Start Material for the task

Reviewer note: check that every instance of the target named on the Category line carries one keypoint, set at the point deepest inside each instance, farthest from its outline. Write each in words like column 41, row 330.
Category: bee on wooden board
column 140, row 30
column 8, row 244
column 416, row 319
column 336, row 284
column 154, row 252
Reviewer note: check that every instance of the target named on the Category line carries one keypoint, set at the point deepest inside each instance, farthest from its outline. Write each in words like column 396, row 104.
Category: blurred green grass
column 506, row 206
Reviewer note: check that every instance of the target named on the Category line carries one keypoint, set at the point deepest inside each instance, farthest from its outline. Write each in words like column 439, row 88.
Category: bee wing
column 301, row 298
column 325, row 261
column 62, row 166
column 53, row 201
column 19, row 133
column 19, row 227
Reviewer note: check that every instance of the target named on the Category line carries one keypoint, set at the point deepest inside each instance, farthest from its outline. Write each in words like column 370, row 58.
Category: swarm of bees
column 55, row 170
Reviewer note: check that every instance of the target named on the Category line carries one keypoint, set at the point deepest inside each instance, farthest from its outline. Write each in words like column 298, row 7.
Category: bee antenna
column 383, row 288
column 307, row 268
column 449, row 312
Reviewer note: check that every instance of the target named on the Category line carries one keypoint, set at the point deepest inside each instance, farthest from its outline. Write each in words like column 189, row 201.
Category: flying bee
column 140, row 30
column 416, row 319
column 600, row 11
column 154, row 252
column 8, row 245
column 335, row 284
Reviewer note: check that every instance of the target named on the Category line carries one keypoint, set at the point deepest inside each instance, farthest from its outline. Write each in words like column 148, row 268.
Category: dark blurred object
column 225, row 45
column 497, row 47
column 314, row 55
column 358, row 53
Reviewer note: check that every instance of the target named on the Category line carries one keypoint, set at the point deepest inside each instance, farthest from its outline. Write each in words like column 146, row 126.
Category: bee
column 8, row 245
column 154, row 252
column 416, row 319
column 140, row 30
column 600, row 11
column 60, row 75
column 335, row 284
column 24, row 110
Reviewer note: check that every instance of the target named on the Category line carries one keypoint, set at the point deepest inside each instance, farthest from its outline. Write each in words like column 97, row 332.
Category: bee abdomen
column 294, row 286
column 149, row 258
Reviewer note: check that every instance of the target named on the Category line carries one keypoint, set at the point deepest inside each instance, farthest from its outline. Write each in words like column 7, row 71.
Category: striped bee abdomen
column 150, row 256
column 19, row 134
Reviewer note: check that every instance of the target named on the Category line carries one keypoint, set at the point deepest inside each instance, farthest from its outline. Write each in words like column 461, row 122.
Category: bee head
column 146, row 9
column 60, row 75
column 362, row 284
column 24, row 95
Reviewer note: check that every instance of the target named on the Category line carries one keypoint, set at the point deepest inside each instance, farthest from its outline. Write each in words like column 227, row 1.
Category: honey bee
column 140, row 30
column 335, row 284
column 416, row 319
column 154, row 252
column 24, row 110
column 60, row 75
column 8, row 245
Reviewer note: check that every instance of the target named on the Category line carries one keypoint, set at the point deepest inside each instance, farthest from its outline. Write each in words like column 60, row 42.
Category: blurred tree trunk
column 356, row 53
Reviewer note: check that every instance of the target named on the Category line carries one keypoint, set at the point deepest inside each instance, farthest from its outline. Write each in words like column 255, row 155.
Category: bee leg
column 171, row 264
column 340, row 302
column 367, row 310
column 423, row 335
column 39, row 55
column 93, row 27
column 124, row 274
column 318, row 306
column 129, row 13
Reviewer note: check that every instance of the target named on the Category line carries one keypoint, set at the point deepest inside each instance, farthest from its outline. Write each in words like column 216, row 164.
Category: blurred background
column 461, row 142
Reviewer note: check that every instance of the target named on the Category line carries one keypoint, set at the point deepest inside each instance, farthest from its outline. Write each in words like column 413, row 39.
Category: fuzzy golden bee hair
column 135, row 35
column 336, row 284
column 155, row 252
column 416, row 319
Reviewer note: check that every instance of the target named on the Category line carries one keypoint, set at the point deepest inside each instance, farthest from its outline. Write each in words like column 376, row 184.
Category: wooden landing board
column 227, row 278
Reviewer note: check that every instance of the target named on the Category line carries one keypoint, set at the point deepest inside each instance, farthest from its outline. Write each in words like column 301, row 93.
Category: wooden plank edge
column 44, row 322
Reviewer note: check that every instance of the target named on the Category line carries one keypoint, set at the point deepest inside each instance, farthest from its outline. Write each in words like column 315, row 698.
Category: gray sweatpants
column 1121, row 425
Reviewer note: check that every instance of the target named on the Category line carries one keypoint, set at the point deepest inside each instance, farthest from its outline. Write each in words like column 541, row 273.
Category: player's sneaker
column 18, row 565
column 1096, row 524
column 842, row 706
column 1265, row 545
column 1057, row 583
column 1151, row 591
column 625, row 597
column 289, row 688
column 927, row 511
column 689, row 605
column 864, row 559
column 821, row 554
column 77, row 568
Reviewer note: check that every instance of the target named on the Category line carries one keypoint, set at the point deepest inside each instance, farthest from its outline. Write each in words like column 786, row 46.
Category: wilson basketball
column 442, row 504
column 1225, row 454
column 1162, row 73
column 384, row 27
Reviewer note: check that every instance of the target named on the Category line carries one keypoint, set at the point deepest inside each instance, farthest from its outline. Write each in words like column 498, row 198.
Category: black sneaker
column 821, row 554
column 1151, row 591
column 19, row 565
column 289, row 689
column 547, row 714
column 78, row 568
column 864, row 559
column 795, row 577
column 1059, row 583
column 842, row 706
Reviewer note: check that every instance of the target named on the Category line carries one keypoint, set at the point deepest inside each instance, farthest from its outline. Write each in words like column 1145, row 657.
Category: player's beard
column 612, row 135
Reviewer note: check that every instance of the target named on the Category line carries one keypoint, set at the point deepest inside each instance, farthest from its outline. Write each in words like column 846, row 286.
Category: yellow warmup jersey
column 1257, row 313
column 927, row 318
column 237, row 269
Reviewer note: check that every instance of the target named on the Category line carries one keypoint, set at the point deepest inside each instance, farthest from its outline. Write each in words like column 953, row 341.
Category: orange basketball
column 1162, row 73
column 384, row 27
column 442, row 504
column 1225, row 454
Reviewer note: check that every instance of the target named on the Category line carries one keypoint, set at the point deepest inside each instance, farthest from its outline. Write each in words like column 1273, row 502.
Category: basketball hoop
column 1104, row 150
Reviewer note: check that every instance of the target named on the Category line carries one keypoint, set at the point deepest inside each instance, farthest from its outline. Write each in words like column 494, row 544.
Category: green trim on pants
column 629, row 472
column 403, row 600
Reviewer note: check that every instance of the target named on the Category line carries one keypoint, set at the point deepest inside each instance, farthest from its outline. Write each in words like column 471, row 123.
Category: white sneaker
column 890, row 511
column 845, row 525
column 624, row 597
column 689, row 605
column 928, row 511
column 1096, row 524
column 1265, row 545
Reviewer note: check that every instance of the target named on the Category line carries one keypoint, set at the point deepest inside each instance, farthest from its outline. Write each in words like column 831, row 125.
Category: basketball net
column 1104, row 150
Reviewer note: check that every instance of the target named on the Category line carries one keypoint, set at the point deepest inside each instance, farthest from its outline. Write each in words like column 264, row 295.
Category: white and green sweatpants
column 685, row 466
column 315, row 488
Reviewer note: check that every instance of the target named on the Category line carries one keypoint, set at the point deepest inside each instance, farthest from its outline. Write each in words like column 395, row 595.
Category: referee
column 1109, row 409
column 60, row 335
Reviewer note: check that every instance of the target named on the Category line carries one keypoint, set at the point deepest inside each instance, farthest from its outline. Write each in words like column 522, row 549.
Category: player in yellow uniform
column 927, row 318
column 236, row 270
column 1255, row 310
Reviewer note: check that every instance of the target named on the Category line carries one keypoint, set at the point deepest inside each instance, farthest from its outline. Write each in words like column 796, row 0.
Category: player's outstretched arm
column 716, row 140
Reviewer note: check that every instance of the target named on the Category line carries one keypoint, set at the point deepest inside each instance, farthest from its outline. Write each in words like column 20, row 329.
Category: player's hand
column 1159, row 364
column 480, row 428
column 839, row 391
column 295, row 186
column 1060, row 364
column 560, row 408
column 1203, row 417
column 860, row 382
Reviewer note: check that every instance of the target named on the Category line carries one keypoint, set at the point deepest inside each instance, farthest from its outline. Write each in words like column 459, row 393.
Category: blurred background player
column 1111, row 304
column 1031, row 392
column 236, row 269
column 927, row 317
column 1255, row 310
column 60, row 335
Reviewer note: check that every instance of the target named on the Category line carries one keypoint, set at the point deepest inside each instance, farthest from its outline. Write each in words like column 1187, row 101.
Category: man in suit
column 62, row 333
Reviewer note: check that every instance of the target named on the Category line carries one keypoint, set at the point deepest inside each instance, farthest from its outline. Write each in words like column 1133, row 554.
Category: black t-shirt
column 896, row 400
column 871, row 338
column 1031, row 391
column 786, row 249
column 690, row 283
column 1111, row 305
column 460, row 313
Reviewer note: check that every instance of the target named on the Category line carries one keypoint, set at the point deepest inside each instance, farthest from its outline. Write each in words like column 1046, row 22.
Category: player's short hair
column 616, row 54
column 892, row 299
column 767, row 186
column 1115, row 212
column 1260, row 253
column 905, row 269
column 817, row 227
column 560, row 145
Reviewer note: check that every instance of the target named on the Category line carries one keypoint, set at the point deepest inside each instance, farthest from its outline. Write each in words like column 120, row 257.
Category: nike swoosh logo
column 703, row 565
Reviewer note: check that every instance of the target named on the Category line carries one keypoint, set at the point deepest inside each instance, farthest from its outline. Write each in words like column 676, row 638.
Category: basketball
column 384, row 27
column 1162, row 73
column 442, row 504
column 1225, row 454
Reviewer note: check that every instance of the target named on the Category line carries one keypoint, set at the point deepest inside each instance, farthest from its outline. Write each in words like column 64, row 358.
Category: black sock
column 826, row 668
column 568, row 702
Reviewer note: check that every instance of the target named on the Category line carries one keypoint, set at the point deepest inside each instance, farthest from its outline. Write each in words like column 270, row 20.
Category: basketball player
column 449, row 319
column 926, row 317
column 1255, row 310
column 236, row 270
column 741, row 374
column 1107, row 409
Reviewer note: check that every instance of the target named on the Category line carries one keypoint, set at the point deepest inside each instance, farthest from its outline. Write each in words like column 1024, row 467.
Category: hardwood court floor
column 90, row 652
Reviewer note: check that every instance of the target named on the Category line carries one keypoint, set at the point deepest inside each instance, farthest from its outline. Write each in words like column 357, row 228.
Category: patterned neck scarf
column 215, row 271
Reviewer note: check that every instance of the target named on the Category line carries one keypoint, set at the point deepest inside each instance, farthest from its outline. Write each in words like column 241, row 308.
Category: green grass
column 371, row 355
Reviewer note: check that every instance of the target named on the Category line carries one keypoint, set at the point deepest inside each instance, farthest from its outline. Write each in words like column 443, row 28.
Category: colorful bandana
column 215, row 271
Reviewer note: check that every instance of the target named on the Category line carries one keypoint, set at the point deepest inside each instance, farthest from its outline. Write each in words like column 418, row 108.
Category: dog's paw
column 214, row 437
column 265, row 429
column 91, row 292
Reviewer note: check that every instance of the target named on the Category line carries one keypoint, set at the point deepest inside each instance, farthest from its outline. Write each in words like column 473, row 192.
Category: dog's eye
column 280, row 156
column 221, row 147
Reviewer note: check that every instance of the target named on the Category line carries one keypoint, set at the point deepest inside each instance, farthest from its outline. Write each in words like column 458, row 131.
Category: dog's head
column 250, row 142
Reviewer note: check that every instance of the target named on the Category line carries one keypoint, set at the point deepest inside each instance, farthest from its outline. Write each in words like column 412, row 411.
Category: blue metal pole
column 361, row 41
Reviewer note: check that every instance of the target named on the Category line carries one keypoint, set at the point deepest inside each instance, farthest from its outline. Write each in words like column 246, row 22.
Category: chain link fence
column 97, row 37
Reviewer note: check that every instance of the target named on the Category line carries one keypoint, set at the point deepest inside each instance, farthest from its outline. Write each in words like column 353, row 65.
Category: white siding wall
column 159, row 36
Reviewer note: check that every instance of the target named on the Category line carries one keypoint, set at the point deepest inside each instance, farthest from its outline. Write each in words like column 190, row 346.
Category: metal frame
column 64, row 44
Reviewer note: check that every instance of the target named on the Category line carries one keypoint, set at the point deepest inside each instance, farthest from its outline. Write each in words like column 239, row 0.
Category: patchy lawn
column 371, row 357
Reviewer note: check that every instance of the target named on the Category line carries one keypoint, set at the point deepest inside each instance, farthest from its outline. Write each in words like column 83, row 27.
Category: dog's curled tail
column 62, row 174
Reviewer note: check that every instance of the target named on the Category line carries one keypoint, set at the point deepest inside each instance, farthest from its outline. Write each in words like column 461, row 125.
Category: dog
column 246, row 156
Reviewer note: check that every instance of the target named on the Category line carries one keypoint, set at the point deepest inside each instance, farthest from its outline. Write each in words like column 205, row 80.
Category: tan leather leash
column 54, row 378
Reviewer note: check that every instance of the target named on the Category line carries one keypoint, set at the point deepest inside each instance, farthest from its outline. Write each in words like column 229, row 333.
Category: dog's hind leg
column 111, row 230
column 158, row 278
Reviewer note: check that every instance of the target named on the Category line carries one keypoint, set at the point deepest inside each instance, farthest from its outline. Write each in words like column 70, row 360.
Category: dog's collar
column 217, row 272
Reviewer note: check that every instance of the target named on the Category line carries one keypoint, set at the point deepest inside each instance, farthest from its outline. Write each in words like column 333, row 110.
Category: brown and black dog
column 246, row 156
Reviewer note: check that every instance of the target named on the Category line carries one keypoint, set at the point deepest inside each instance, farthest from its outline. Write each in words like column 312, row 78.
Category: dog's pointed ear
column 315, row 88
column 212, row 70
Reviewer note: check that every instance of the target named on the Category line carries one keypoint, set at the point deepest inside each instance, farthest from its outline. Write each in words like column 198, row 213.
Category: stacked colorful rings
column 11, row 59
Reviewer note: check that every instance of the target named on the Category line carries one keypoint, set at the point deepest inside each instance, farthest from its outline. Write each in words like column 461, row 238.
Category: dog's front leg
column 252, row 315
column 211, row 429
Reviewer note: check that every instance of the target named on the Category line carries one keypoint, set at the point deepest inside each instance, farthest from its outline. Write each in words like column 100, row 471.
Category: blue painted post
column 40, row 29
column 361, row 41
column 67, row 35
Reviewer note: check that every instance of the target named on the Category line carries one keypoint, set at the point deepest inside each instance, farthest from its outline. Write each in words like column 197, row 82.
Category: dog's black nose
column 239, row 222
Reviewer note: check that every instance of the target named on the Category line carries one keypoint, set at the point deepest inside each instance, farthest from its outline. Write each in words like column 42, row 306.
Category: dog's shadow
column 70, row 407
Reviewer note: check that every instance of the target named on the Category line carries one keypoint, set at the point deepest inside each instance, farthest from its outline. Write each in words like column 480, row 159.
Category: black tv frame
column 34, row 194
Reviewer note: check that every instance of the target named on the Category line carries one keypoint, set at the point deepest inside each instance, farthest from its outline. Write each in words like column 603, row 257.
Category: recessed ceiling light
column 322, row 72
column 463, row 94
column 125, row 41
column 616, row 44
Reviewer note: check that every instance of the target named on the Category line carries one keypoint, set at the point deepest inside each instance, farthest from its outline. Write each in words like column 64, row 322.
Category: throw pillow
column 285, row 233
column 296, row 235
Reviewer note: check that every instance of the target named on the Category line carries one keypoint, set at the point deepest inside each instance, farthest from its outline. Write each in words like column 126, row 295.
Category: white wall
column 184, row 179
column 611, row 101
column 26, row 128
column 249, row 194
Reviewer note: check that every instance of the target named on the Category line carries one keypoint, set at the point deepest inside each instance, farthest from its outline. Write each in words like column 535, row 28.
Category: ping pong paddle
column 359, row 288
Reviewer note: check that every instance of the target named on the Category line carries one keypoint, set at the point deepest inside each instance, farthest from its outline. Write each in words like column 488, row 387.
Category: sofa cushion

End Material for the task

- _Task prompt_
Please give the lines of the items again, beginning at the line that has "1187, row 101." and stopping after the line that has "column 560, row 145", with "black t-shirt" swapped for "white t-shirt" and all else unchanged. Return only those lines.

- _Output_
Reviewer note: check that every instance of the target named on the Category line carries one keypoint, set at the point deepest inside each instance, farthest from its outline. Write each in words like column 1187, row 101.
Category: man in suit
column 62, row 333
Reviewer note: check that every instance of the target named on the Category line carries one keypoint, set at the point deepest inside each instance, farthest from its outline. Write each in words like column 1133, row 554.
Category: white t-shirt
column 896, row 400
column 871, row 338
column 1031, row 391
column 786, row 249
column 690, row 283
column 1111, row 305
column 460, row 313
Reviewer note: check that every instance of the target named on the Category line carries one keypoint, set at the point deepest inside each instance, farthest from its outline. Write each in words like column 1046, row 22.
Category: player's short hair
column 616, row 54
column 892, row 299
column 767, row 186
column 1115, row 212
column 1260, row 253
column 905, row 269
column 817, row 227
column 560, row 145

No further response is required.